### EXERCISE
Beginning with the line that has "Can you spot the leaf-covered", reproduce each remaining line of the data exactly, down to and including the last.

### DATA FOR THIS EXERCISE

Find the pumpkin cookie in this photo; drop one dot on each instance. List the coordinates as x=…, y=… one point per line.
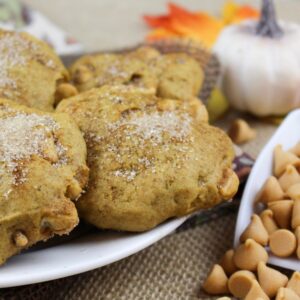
x=30, y=71
x=148, y=163
x=42, y=168
x=176, y=75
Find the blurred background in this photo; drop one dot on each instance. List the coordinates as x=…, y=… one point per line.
x=108, y=24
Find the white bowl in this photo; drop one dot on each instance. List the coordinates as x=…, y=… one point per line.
x=288, y=134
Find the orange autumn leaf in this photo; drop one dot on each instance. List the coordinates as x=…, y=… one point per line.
x=160, y=33
x=181, y=22
x=199, y=26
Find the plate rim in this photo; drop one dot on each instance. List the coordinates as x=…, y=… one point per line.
x=160, y=232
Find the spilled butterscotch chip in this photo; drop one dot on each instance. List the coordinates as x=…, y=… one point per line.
x=256, y=292
x=271, y=191
x=294, y=283
x=294, y=191
x=240, y=132
x=283, y=243
x=289, y=177
x=256, y=231
x=216, y=282
x=267, y=219
x=282, y=212
x=240, y=282
x=282, y=159
x=297, y=234
x=286, y=294
x=296, y=214
x=227, y=262
x=270, y=279
x=248, y=255
x=296, y=149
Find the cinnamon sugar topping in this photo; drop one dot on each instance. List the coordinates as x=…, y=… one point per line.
x=23, y=136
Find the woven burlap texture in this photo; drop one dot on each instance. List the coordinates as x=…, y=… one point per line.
x=173, y=268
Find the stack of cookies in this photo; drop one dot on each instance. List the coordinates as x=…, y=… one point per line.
x=127, y=129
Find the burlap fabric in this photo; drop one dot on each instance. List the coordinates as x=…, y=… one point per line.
x=173, y=268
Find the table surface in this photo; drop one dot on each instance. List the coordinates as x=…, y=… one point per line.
x=175, y=267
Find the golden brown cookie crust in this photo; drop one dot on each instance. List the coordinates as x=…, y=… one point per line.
x=30, y=70
x=42, y=168
x=148, y=163
x=174, y=76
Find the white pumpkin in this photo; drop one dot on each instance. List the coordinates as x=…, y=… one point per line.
x=261, y=65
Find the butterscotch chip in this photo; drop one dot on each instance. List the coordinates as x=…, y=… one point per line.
x=289, y=177
x=296, y=149
x=271, y=191
x=296, y=214
x=294, y=191
x=216, y=282
x=294, y=283
x=227, y=262
x=267, y=219
x=256, y=292
x=297, y=234
x=283, y=243
x=65, y=90
x=282, y=212
x=270, y=279
x=248, y=255
x=240, y=132
x=20, y=239
x=240, y=282
x=286, y=294
x=256, y=231
x=282, y=159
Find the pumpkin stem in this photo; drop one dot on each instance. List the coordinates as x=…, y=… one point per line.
x=268, y=25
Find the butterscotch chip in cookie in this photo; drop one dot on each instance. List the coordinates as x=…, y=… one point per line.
x=256, y=231
x=65, y=90
x=294, y=191
x=271, y=191
x=267, y=219
x=286, y=294
x=296, y=214
x=282, y=159
x=227, y=262
x=283, y=243
x=282, y=212
x=294, y=283
x=248, y=255
x=270, y=279
x=240, y=283
x=256, y=292
x=289, y=177
x=216, y=282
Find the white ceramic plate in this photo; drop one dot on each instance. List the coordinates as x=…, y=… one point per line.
x=87, y=252
x=288, y=134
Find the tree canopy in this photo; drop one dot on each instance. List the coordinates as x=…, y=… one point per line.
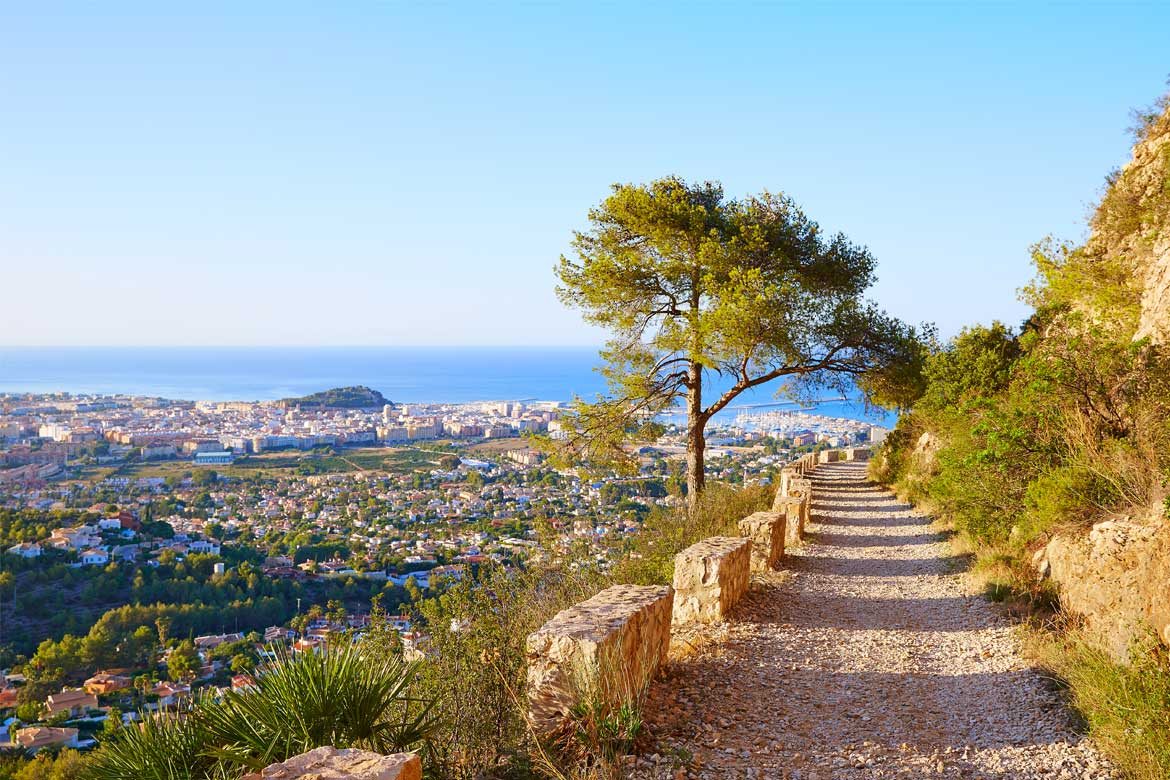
x=690, y=283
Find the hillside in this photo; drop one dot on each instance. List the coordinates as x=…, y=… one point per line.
x=1047, y=448
x=339, y=398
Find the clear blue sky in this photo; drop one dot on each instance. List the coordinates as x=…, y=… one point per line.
x=407, y=173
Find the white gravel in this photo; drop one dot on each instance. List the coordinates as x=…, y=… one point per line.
x=864, y=657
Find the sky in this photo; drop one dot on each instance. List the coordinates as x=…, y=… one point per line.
x=392, y=173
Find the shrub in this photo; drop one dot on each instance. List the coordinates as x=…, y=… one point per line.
x=343, y=696
x=1127, y=708
x=666, y=533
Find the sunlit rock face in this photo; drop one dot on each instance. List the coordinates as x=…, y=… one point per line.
x=766, y=533
x=346, y=764
x=606, y=646
x=1116, y=578
x=709, y=579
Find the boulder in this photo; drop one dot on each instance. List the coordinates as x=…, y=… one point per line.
x=1116, y=578
x=606, y=646
x=345, y=764
x=766, y=533
x=709, y=579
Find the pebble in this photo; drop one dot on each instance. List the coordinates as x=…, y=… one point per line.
x=866, y=657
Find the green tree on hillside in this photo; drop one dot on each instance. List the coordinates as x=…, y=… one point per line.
x=692, y=284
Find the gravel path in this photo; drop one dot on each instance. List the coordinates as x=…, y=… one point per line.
x=865, y=657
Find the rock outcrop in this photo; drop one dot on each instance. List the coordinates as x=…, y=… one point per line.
x=709, y=579
x=1134, y=223
x=606, y=646
x=345, y=764
x=1116, y=578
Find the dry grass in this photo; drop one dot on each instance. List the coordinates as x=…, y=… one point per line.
x=1127, y=708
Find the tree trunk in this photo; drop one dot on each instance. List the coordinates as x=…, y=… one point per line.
x=696, y=437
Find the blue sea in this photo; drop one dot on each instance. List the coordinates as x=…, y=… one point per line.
x=403, y=374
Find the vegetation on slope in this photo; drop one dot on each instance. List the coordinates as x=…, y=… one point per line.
x=1023, y=433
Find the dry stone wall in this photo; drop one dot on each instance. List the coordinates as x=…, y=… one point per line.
x=607, y=646
x=709, y=578
x=766, y=533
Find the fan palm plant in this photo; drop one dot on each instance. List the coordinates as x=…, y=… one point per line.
x=344, y=696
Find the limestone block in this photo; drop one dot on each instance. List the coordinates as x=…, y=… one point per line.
x=346, y=764
x=709, y=578
x=766, y=533
x=610, y=644
x=793, y=510
x=787, y=474
x=1115, y=578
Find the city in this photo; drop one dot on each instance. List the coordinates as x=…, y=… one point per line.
x=291, y=518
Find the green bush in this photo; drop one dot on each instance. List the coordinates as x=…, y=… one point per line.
x=1127, y=708
x=345, y=697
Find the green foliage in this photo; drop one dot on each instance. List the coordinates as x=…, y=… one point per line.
x=476, y=662
x=64, y=765
x=1127, y=706
x=345, y=697
x=1019, y=436
x=666, y=533
x=752, y=290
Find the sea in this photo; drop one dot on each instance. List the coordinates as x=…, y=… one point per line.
x=405, y=374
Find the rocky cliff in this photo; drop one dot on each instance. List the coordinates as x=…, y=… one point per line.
x=1116, y=575
x=1133, y=222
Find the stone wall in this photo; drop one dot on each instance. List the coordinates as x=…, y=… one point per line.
x=766, y=533
x=1116, y=578
x=345, y=764
x=611, y=643
x=709, y=578
x=793, y=509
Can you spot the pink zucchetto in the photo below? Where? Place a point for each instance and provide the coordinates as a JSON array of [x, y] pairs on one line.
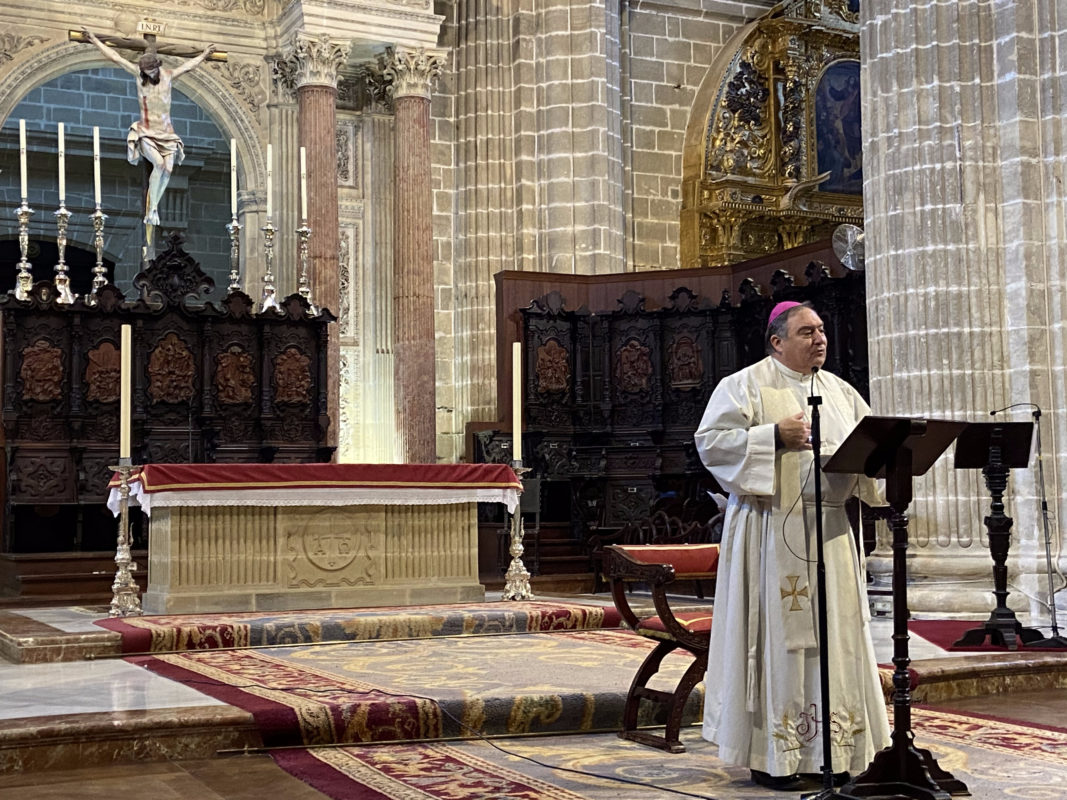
[[781, 308]]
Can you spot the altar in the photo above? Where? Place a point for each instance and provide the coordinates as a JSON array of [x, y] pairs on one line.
[[279, 537]]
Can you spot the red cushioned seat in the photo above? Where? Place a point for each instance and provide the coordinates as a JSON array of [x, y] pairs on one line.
[[658, 566]]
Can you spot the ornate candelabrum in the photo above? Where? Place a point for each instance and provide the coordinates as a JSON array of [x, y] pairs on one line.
[[270, 300], [99, 271], [304, 286], [516, 580], [125, 593], [24, 283], [62, 280], [235, 255]]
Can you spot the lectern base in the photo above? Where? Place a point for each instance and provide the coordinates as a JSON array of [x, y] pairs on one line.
[[904, 770]]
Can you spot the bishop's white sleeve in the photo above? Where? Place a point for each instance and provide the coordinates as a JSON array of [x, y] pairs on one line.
[[735, 446]]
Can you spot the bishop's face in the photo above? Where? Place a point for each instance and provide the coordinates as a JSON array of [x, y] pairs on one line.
[[803, 345]]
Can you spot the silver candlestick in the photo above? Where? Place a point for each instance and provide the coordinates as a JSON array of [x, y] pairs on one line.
[[62, 280], [126, 594], [235, 255], [24, 283], [269, 301], [516, 580], [304, 286], [99, 271]]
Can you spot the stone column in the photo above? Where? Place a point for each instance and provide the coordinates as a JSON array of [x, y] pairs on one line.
[[316, 62], [412, 73], [964, 197]]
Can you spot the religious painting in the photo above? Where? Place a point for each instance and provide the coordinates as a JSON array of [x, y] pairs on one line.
[[838, 134]]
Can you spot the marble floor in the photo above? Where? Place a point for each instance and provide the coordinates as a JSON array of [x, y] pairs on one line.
[[105, 686]]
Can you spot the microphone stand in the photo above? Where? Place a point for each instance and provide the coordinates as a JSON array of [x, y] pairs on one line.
[[824, 655], [1055, 640]]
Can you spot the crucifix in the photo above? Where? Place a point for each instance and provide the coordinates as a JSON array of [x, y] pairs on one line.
[[152, 134]]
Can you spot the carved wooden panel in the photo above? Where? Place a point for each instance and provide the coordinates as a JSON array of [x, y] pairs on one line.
[[210, 382]]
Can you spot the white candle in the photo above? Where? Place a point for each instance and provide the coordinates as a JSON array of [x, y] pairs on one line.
[[21, 153], [270, 179], [96, 164], [233, 178], [62, 168], [303, 185], [124, 389], [516, 401]]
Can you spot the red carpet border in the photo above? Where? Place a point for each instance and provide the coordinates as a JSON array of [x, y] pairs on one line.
[[560, 683], [993, 757], [164, 634]]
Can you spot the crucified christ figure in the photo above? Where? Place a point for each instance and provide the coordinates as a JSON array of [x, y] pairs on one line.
[[153, 134]]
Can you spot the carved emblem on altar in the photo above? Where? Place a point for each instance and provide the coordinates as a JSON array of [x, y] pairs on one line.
[[102, 373], [171, 371], [234, 378], [42, 372], [553, 368]]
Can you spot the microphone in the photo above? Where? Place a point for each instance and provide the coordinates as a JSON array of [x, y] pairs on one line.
[[1036, 410]]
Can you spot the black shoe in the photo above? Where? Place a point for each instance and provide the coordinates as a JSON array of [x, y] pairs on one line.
[[780, 783], [840, 779]]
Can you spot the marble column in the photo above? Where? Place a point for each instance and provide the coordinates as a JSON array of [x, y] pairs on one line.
[[412, 73], [964, 197], [316, 61]]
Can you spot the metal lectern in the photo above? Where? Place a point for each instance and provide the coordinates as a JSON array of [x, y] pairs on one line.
[[896, 449]]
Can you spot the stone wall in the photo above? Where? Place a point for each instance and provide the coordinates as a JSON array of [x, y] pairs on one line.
[[964, 191]]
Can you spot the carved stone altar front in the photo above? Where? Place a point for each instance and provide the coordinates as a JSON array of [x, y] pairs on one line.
[[211, 382]]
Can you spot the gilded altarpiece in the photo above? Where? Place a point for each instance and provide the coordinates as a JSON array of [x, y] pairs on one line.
[[773, 156]]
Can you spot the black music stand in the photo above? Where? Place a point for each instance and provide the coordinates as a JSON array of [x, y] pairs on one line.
[[896, 449], [994, 448]]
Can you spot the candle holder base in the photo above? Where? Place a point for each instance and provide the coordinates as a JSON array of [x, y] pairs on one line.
[[126, 594], [516, 579]]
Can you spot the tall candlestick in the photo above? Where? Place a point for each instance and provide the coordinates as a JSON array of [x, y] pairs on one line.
[[233, 178], [270, 179], [126, 348], [62, 168], [96, 164], [516, 401], [303, 185], [21, 153]]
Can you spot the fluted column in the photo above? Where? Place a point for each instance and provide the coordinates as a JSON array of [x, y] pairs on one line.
[[412, 73], [962, 110], [315, 62]]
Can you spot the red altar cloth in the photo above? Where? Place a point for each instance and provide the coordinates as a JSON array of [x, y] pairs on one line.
[[318, 484]]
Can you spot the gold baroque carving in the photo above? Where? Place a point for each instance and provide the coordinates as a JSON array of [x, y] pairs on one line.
[[316, 60], [12, 43], [42, 372], [633, 367], [233, 377], [245, 79], [844, 10], [412, 73], [292, 378], [171, 371]]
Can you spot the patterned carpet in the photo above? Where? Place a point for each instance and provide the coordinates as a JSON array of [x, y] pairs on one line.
[[563, 682], [162, 634], [993, 757]]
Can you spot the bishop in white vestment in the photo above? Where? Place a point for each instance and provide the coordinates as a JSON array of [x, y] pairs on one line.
[[763, 704]]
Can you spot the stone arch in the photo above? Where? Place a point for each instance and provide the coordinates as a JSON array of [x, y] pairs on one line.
[[201, 85]]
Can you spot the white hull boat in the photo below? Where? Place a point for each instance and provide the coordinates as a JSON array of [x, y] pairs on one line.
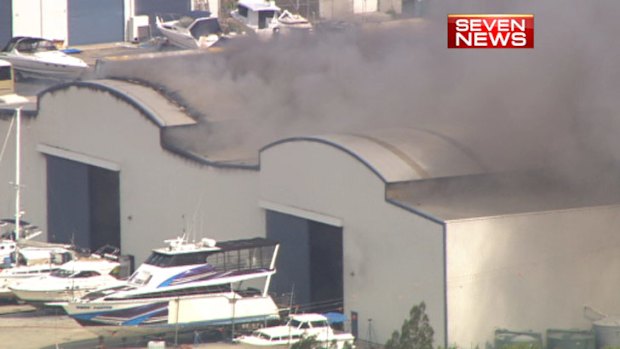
[[299, 327], [186, 285], [34, 262], [72, 280], [39, 57], [173, 313], [191, 33], [266, 19]]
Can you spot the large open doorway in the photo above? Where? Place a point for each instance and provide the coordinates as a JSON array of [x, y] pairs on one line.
[[83, 204], [309, 263]]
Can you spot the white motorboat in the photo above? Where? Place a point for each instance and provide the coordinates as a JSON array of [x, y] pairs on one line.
[[72, 280], [298, 327], [39, 57], [186, 285], [8, 97], [33, 262], [265, 18], [289, 22], [191, 33]]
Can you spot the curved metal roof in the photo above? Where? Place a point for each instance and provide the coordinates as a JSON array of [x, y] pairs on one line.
[[157, 107], [403, 154]]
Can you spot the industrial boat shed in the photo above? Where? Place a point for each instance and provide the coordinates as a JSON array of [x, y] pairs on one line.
[[382, 221]]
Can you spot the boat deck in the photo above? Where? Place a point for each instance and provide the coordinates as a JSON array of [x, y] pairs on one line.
[[24, 327]]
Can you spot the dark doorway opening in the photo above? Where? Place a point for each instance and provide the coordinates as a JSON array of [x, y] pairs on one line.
[[309, 263], [83, 204]]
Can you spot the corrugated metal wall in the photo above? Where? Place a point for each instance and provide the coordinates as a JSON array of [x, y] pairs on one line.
[[6, 22], [95, 21]]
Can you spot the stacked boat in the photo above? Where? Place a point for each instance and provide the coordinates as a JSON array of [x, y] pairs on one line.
[[186, 285], [38, 57], [298, 328], [45, 272]]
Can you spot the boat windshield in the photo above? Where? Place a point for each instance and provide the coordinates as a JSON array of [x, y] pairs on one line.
[[260, 334], [64, 273], [320, 323], [205, 27], [164, 260], [33, 45], [104, 292]]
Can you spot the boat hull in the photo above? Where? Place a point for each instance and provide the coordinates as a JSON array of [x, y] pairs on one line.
[[159, 316], [41, 68]]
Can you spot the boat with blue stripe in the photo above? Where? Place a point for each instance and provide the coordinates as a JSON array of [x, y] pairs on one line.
[[186, 285]]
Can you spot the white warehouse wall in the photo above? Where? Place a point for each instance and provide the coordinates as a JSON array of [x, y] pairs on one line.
[[392, 259], [162, 194], [531, 272]]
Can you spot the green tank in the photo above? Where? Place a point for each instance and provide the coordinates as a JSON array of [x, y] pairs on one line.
[[505, 339], [570, 339]]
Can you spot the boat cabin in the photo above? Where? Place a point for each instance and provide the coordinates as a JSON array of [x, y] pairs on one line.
[[208, 256], [7, 78], [26, 44], [257, 14]]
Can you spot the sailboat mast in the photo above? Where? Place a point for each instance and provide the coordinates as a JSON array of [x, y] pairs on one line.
[[17, 171]]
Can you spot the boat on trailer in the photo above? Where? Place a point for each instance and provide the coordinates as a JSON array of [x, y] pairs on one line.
[[186, 286], [297, 328], [265, 18], [191, 33], [38, 57]]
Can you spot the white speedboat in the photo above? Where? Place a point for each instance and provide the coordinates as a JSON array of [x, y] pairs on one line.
[[186, 285], [33, 262], [41, 58], [298, 327], [290, 22], [38, 263], [265, 18], [191, 33], [72, 280]]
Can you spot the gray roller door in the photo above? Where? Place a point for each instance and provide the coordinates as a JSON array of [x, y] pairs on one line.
[[151, 7], [83, 204], [154, 8], [309, 262], [6, 22], [95, 21]]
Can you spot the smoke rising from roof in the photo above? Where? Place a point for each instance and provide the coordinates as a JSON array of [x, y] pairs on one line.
[[553, 106]]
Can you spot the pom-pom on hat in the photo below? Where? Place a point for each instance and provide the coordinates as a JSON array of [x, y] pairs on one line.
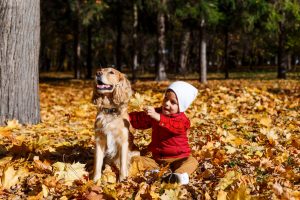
[[185, 92]]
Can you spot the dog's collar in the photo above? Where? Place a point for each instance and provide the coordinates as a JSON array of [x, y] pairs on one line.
[[109, 110]]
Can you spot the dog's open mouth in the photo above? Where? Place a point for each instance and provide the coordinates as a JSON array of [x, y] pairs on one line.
[[103, 86]]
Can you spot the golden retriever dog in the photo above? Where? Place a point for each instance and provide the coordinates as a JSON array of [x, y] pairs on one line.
[[114, 141]]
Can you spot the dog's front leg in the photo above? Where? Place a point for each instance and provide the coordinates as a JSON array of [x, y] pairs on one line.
[[124, 161], [99, 156]]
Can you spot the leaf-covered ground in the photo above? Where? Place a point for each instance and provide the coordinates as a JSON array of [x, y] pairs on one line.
[[245, 135]]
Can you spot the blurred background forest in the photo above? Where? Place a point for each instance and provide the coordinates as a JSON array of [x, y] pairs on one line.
[[160, 38]]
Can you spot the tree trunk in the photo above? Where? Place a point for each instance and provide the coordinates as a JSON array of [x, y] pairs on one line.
[[226, 63], [19, 61], [89, 58], [135, 52], [161, 68], [76, 43], [203, 59], [119, 35], [184, 52], [281, 70]]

### SOLUTION FOR THIS TASK
Can you spot the leaf-covered ground in the photo above? Where? Place a point for each instance and provide the coordinates as a JSON array of [x, y] pairs on one line.
[[245, 135]]
Can you spot the blurred background forest in the photo above? Where? Place a point for each instance and provide the coordinates as a JSON array of [x, y] pairs on one line.
[[160, 38]]
Can you spot the tree trunk in the photo above? Where? Place a point for each instance and provide the coordinates as a JSON array of [x, y] pairs on one line.
[[226, 63], [19, 61], [89, 58], [135, 52], [161, 68], [76, 43], [203, 59], [119, 35], [184, 52], [281, 70]]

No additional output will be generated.